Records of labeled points
>> start

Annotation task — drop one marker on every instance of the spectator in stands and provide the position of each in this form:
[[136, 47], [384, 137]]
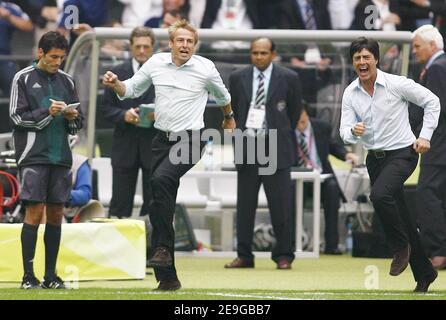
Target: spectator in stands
[[132, 144], [438, 8], [431, 202], [231, 15], [11, 18], [411, 14], [91, 14], [183, 81], [39, 95], [342, 13], [313, 65], [173, 10], [274, 93], [375, 112], [388, 19], [137, 12], [196, 12], [314, 143], [43, 13]]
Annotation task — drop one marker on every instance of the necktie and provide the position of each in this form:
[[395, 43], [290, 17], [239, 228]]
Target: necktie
[[260, 95], [310, 22], [423, 74], [304, 157]]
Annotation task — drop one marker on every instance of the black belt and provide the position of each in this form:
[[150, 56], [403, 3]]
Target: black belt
[[380, 154]]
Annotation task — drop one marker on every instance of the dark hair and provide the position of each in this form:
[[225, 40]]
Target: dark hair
[[273, 45], [53, 40], [142, 32], [364, 43]]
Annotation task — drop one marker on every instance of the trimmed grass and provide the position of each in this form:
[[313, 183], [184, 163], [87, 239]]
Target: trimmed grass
[[330, 277]]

>> end

Work to do —
Please turn the records, starting with the line containing "of the black" and going on through the last line, into a JSON list of strings with one string per line and no blank lines.

Answer to this exercise —
[
  "Annotation task — drop one marker on every instance of the black belt and provide the position of each in this form:",
  "[[150, 56], [403, 3]]",
  "Target: black belt",
  "[[380, 154]]",
  "Annotation task — drop one marker on every instance of the dark hair and provide the position of each in this form:",
  "[[225, 40]]",
  "Target: dark hair",
  "[[273, 45], [53, 40], [142, 32], [364, 43]]",
  "Annotation task — drop one marker on every instance of the trimmed grass and provide the position of each in this form:",
  "[[313, 183], [184, 163], [87, 239]]",
  "Target: trimmed grass",
  "[[330, 277]]"
]